# [Instructions to follow]
Please find the lines in the entries below that contain the word "step", and copy each one.

------ Given entries ------

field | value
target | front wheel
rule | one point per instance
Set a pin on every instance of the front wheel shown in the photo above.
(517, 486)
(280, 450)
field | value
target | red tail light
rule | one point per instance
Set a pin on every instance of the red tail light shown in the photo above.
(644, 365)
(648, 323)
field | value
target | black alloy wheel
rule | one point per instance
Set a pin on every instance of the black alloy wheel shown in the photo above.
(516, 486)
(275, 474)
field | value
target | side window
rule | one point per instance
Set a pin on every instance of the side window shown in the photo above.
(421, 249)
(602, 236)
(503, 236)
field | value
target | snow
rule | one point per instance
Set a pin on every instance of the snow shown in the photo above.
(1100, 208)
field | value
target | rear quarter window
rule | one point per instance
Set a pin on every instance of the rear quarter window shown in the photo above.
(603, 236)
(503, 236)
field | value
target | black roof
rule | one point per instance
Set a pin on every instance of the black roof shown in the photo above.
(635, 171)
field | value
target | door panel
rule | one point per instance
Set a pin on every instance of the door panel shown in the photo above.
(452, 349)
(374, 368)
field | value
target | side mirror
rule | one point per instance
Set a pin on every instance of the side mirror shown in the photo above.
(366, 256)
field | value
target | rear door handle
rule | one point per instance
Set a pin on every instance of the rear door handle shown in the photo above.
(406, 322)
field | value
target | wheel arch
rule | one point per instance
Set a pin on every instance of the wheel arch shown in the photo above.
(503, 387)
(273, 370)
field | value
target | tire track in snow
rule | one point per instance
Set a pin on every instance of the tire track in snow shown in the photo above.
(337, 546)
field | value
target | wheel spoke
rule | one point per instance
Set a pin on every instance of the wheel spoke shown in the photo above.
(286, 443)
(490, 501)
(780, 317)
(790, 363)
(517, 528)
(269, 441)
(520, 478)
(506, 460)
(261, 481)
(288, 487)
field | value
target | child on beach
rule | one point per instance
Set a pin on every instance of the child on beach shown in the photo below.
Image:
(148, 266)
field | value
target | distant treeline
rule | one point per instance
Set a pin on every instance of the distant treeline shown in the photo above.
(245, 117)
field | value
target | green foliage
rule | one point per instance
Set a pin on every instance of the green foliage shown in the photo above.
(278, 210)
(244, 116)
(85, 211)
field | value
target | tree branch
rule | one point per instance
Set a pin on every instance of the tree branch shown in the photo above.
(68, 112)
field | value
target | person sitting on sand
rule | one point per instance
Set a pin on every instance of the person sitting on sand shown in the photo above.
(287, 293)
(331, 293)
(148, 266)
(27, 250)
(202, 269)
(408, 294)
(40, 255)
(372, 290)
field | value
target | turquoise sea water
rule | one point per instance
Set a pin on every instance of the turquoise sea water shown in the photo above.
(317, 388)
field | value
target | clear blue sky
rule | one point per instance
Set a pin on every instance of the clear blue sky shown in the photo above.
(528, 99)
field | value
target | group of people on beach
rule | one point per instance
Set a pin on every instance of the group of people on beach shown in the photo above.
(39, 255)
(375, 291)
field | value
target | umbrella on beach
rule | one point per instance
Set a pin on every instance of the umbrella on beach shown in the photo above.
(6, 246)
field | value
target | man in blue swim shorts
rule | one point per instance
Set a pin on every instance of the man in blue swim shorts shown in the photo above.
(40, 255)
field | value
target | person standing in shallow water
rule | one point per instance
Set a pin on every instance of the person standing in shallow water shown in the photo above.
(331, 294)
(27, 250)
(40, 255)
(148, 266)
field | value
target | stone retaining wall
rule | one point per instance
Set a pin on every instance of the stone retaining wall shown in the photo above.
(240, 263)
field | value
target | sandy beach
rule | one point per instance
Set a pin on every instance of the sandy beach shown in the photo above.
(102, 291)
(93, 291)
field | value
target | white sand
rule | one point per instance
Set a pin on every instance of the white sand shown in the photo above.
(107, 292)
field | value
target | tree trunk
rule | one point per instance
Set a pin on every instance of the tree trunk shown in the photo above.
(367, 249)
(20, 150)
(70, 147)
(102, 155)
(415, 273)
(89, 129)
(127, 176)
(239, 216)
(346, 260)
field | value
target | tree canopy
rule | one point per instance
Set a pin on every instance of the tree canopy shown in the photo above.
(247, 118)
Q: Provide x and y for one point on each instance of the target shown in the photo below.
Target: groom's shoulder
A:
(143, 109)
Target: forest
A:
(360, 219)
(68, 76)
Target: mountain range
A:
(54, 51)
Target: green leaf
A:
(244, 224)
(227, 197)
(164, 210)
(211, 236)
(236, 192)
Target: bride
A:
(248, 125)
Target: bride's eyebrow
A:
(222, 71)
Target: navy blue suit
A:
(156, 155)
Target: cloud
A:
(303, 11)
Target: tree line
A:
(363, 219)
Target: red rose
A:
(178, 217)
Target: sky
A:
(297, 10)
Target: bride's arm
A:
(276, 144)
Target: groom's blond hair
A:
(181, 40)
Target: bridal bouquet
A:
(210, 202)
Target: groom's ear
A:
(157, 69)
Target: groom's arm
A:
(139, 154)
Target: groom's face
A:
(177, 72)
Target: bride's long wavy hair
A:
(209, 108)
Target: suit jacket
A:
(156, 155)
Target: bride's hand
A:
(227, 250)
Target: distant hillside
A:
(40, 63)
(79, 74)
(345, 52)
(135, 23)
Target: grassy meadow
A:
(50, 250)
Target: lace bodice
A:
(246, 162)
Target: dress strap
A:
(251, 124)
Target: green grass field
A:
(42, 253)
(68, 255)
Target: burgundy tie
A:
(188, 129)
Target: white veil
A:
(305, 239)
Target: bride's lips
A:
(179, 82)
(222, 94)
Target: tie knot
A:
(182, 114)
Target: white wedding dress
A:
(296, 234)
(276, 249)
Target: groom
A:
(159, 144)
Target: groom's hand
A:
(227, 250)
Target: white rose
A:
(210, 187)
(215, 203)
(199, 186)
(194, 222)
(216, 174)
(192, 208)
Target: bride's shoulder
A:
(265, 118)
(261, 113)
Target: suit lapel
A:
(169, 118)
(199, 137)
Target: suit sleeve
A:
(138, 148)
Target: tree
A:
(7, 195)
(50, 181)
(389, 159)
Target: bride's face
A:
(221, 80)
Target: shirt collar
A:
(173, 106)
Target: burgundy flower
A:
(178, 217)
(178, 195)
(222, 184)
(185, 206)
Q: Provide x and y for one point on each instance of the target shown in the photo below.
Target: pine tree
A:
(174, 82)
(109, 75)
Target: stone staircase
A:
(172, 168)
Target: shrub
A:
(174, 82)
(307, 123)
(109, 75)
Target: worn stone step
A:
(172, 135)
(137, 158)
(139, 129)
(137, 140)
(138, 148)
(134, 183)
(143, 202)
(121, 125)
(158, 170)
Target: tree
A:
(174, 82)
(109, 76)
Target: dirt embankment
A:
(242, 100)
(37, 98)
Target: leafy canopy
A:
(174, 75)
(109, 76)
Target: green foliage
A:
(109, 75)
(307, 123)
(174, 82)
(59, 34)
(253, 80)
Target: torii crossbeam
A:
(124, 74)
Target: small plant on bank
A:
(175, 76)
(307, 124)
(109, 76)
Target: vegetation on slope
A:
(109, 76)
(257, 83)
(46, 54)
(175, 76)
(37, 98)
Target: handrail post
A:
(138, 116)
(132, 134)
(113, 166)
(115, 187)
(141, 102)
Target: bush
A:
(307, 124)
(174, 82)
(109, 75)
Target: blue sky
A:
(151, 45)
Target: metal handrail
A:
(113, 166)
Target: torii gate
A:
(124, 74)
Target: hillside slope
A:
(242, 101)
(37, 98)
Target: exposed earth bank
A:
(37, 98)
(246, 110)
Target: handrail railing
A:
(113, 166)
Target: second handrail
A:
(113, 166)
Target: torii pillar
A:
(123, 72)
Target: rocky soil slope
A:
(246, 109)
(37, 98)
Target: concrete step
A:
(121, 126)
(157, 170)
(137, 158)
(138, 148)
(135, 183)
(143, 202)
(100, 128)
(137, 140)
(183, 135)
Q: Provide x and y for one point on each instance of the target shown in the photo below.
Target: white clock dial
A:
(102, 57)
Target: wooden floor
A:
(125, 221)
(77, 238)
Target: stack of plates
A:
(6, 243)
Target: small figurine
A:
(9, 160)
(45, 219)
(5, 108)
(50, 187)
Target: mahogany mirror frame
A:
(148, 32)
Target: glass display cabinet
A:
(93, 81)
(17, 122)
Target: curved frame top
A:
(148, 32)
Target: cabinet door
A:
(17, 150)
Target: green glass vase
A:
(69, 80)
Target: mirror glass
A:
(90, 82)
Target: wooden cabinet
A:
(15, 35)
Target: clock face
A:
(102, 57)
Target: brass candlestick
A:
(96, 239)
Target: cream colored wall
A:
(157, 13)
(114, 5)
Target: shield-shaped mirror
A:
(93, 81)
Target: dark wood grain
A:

------

# [Task output]
Target: worn stone step
Target: concrete step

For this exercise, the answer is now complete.